(Entries drawn from a collection)
>>
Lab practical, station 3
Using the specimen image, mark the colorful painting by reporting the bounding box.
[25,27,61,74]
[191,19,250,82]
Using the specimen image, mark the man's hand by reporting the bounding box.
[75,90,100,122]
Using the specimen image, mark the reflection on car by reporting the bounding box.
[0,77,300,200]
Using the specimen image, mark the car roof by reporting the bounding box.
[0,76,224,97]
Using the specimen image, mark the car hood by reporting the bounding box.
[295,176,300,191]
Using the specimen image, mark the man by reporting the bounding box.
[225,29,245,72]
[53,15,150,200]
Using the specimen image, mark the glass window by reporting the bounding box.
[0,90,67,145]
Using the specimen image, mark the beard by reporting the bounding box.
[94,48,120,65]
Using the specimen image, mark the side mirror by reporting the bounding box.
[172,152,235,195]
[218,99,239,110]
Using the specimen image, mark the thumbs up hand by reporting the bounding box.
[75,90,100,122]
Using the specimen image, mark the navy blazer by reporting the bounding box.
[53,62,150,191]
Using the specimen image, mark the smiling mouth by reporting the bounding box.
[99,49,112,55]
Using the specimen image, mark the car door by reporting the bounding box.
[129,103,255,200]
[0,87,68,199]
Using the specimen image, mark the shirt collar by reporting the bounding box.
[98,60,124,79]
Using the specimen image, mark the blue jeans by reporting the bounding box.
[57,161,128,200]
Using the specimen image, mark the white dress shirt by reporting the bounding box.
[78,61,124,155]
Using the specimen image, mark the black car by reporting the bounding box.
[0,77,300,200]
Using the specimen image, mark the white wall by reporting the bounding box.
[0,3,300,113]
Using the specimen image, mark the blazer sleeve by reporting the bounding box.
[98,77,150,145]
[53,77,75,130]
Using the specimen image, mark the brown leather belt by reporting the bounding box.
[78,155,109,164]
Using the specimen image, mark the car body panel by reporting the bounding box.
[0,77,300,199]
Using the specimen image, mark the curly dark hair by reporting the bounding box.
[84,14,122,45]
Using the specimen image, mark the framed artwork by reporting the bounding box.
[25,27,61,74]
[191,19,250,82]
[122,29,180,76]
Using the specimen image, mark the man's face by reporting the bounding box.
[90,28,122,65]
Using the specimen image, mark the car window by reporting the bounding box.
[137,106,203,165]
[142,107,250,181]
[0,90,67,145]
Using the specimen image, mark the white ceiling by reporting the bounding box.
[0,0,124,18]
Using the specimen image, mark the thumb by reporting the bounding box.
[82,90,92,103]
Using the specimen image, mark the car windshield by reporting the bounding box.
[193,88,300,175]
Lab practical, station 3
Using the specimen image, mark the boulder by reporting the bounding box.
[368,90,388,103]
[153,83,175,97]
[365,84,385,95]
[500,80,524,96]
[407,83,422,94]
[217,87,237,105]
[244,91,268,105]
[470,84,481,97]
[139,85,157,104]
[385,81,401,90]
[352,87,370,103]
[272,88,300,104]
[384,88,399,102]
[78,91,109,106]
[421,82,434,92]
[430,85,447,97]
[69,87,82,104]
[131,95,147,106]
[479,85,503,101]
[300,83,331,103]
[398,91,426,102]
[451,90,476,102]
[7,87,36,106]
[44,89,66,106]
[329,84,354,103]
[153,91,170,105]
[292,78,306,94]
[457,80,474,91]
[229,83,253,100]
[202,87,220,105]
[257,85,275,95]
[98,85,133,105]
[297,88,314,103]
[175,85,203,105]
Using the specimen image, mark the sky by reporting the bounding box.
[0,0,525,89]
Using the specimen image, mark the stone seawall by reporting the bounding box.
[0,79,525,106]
<<
What to produce> Could you revise all the records above so that every "specimen image" becomes "reference image", with nothing else changed?

Answer for this exercise>
Lab practical, station 3
Using the reference image, mark the colorful painting by reporting the bounding box.
[25,27,61,74]
[191,19,250,82]
Using the reference image, mark the man's hand by reporting the bounding box.
[75,90,100,122]
Using the reference image, mark the reflection on car by reporting the bounding box.
[0,77,300,200]
Using the reference image, mark the car roof by reporting the bounding box.
[0,76,224,97]
Using the reference image, mark the car hood by reporting the bounding box.
[295,176,300,191]
Using the reference image, mark the man by reporting the bounding box.
[225,29,245,72]
[53,15,150,200]
Using the reference image, mark the glass window by reporting the bounding box.
[0,90,67,145]
Using the reference image, mark the beard by reporting the bounding box.
[94,48,120,65]
Using the reference image, mark the side mirror by reporting the bounding box.
[172,152,235,195]
[218,99,239,110]
Using the reference image, mark the thumbs up hand by reporting the bounding box.
[75,90,100,122]
Using the reference image, mark the navy blazer by reporting the bounding box.
[53,62,150,191]
Using the reference image, mark the smiling mouth by reporting the bounding box.
[99,49,112,55]
Using the reference image, mark the car door by reporting the bounding box.
[129,103,255,200]
[0,87,68,199]
Using the reference image, mark the shirt collar by reporting the bounding box.
[98,60,124,79]
Using the reference image, mark the blue jeans by reporting the bounding box.
[57,161,128,200]
Using the reference image, mark the white dress shirt by reporting the bounding box.
[78,61,124,155]
Using the reference image, mark the black car by reporting the bounding box.
[0,77,300,200]
Using the reference image, mark the white wall by reporting the bounding box.
[0,3,300,113]
Using the reference image, mark the blazer sleeve by reporting the bounding box.
[98,77,150,145]
[53,77,75,130]
Using the reference image, mark the brown leather belt by reporting the bounding box.
[78,155,109,164]
Using the reference image, mark the car body panel by reporting the bounding box.
[0,77,300,199]
Using the reference image, mark the curly dark hair by reporting the bounding box.
[84,14,122,45]
Using the reference image, mark the framed artwork by reporting the bounding box.
[25,27,61,74]
[191,19,250,82]
[122,29,180,76]
Using the reference image, mark the man's face by reporting the bounding box.
[90,28,122,65]
Using the reference image, mark the car window by reporting the bounding box.
[137,106,203,165]
[142,107,250,181]
[0,90,67,145]
Using the reference image, mark the white ceiling by reporting the bounding box.
[0,0,124,18]
Using the reference image, mark the thumb by reporting the bounding box.
[82,90,92,103]
Using the reference image, mark the car windshield by reporting the bounding box.
[193,88,300,175]
Lab practical, station 3
Using the reference image, mark the boulder by reporting the bounding box.
[368,90,388,103]
[153,83,175,97]
[365,84,385,95]
[500,80,524,96]
[407,83,422,94]
[217,87,237,105]
[244,91,268,105]
[470,84,481,97]
[139,85,157,104]
[385,81,401,90]
[352,87,370,103]
[272,88,300,104]
[384,88,399,102]
[78,91,109,106]
[421,82,434,92]
[430,85,447,97]
[69,87,82,104]
[131,95,147,106]
[479,85,503,101]
[300,83,331,103]
[398,91,426,102]
[451,90,476,102]
[7,87,36,106]
[44,89,66,106]
[329,84,354,103]
[153,91,170,105]
[292,78,306,94]
[457,80,474,91]
[229,83,253,100]
[202,87,220,105]
[257,85,275,95]
[98,85,133,105]
[297,88,314,103]
[175,85,203,105]
Using the reference image, mark the sky by reporting the bounding box.
[0,0,525,89]
Using the reference image, mark the stone seawall by reporting the bounding box.
[0,79,525,106]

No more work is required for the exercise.